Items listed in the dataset
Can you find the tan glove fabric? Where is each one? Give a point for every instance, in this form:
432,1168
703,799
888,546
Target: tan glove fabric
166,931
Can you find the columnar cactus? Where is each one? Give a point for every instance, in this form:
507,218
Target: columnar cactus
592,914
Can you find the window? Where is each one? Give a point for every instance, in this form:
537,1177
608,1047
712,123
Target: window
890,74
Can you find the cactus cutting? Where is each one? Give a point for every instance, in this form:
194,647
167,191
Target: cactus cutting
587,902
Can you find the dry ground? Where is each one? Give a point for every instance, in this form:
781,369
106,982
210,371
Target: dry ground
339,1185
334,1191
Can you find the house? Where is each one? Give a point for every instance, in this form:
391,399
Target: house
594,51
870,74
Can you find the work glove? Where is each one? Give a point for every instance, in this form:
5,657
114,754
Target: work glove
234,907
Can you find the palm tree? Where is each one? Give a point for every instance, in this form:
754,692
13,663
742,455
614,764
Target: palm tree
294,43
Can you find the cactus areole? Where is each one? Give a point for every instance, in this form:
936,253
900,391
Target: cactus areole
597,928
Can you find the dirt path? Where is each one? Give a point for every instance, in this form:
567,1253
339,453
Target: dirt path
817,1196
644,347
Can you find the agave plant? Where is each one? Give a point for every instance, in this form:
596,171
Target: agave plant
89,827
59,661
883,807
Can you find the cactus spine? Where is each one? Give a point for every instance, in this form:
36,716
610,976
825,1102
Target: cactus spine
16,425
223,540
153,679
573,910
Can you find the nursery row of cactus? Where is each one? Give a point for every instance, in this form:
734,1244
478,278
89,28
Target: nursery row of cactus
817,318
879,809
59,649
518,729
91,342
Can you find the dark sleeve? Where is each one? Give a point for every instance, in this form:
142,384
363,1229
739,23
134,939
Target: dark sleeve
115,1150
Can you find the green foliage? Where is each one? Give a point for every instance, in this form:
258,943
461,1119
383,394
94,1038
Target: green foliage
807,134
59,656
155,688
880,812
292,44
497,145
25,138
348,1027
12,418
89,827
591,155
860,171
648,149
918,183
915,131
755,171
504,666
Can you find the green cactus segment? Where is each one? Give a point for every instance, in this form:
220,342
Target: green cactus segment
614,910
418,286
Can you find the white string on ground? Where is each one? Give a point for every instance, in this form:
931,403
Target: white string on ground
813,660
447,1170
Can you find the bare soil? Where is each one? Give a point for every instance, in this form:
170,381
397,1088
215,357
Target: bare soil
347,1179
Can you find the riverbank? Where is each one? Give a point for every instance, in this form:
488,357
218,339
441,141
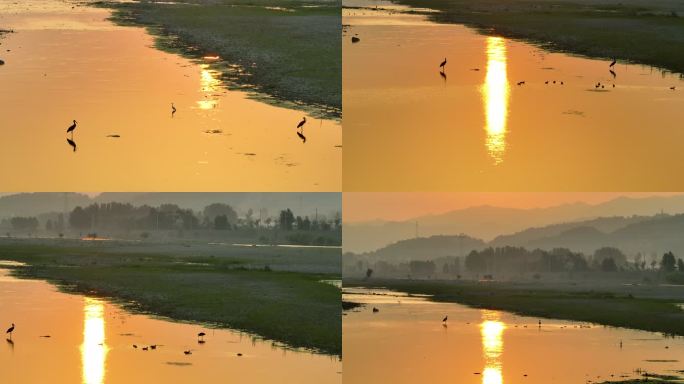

**Request**
Lay out the stretch of the listing from the line containing "Can you find the white" through the end of the listing as a Markdown table with the columns Row and Content, one line per row and blank lines skipped. Leave the pictures out of the table.

**Expected answer**
| Row | Content |
|---|---|
| 1 | Can you find the white string on ground? Where is each one? Give a point for every instance, in this form: |
| 2 | 931,403 |
| 3 | Target: white string on ground |
| 4 | 813,660 |
| 5 | 447,1170 |
| 6 | Can you find the bare soil? Where is each one? Give a point for every instance, in this form: |
| 7 | 170,381 |
| 8 | 397,1088 |
| 9 | 215,357 |
| 10 | Target: bare soil |
| 11 | 347,1179 |
| 12 | Can you find the riverbank? Where is each one? Give a point for every instance, in this form: |
| 13 | 488,357 |
| 14 | 218,339 |
| 15 | 441,141 |